## Work item a
Set down, word for word, the part of the article on electronic paper that opens with the words containing "1 Talk to people" and closes with "wanted for murder.".

Study text Start Marker

1 Talk to people who are into mobile reading devices like the Kindle and the iPad, and a scene from the movie Minority Report tends to come up. Tom Cruise, who is on the run from the law, is on a train. Next to him, a man reads USA Today on what looks and acts like broadsheet paper but is clearly digital film of some sort, with animated graphics and flashing news updates. Suddenly, a photo of Cruise pops up on the man’s (and everyone else’s) gadget, along with an announcement that he is wanted for murder.
It’s a bummer for Cruise, but that screen makes techies swoon: paper-thin, it has the slight gloss of a laminate but otherwise looks like typical newsprint, though it is clearly connected to some ultrafast wireless network and can instantly access the limitless information of the future Internet. You get the impression that, after Cruise fled the train, the man folded up that screen, shoved it into his briefcase, and took it out later to find USA Today (or the publication of his choice) waiting with a fresh batch of articles. Alas, no such product actually exists . . . yet. But it’s closer than you may think. Steven Spielberg and crew developed the idea based on input from E-Ink, a manufacturer of so-called electronic paper based in Cambridge, Massachusetts, which The Boston Globe last year called the “hottest technology company” in the Boston area.
Hollywood has long been something of a bellwether for advanced technologies, and that is certainly the case here. In April, I called Sri Peruvemba, E-Ink’s marketing director. The company was involved in one of the most conspicuous recent examples of journalism’s pursuit of this digital Holy Grail: an electronic-paper cover that Esquire magazine used on its seventy-fifth anniversary issue in September 2008. Peruvemba directed me to a YouTube video of critics from Gizmodo, Gawker Media’s popular gadget site, trying to “hack” it. “Wait until they get the knives,” Peruvemba chirped, after I noted the cover’s impressive resistance to the hackers’ attempts to tear it apart by hand and light it on fire.
Rugged, shatterproof screens will be a key feature of future e-readers, but overall, Gizmodo was lukewarm about Esquire’s experiment: “This is really slick in some ways—as far as attention goes—but the bigger thing it shows is the terrible lack of understanding that most magazine editors have in dealing with the digital future of their publications.” That’s probably true. The New York Times reported that Esquire made a six-figure investment to develop the battery alone—hardly a sustainable model for the industry, even if Ford did buy an ad, executed on e-paper, on the inside cover.

Study text End Marker
Dataset entries Start Marker

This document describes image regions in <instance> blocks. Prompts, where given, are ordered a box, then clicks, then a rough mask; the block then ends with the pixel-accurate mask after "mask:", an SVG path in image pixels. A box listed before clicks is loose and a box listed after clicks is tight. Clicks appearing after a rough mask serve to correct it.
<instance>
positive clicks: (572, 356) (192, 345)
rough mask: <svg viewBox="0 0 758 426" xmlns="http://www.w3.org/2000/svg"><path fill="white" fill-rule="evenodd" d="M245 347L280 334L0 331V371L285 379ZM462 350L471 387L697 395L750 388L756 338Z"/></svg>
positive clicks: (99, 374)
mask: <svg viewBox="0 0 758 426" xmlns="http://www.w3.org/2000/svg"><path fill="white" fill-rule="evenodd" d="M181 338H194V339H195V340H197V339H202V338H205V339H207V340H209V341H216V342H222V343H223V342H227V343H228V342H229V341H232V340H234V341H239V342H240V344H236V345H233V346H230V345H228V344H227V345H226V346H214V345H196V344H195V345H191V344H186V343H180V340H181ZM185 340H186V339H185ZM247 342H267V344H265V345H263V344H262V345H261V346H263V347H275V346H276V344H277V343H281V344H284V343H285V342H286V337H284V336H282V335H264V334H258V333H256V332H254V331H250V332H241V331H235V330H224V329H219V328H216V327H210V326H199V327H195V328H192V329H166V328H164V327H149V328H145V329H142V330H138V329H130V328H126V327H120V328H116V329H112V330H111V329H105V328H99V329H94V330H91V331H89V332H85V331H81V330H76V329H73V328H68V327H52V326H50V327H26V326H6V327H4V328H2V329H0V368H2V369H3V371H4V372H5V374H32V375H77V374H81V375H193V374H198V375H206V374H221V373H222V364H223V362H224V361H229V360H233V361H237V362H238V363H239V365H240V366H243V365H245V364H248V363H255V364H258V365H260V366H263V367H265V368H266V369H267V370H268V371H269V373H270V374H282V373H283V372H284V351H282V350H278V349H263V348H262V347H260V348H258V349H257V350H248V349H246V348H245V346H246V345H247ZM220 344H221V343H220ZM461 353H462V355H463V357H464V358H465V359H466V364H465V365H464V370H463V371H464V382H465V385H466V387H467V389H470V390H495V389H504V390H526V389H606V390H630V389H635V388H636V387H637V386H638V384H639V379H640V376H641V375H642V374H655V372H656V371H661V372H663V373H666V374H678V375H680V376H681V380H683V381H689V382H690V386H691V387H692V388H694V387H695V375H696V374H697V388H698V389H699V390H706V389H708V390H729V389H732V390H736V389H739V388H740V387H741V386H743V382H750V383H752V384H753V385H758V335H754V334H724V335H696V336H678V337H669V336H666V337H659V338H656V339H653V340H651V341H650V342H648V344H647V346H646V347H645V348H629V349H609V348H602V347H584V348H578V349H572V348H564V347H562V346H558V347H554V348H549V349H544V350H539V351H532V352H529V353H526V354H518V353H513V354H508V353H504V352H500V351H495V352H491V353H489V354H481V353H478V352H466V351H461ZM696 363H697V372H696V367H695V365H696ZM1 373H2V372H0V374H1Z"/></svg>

Dataset entries End Marker

## Work item b
Extract from the records, without any change, the lines running from the first line of the records through the line containing "positive clicks: (99, 374)", both ends included.

## Task answer a
1 Talk to people who are into mobile reading devices like the Kindle and the iPad, and a scene from the movie Minority Report tends to come up. Tom Cruise, who is on the run from the law, is on a train. Next to him, a man reads USA Today on what looks and acts like broadsheet paper but is clearly digital film of some sort, with animated graphics and flashing news updates. Suddenly, a photo of Cruise pops up on the man’s (and everyone else’s) gadget, along with an announcement that he is wanted for murder.

## Task answer b
This document describes image regions in <instance> blocks. Prompts, where given, are ordered a box, then clicks, then a rough mask; the block then ends with the pixel-accurate mask after "mask:", an SVG path in image pixels. A box listed before clicks is loose and a box listed after clicks is tight. Clicks appearing after a rough mask serve to correct it.
<instance>
positive clicks: (572, 356) (192, 345)
rough mask: <svg viewBox="0 0 758 426" xmlns="http://www.w3.org/2000/svg"><path fill="white" fill-rule="evenodd" d="M245 347L280 334L0 331V371L285 379ZM462 350L471 387L697 395L750 388L756 338Z"/></svg>
positive clicks: (99, 374)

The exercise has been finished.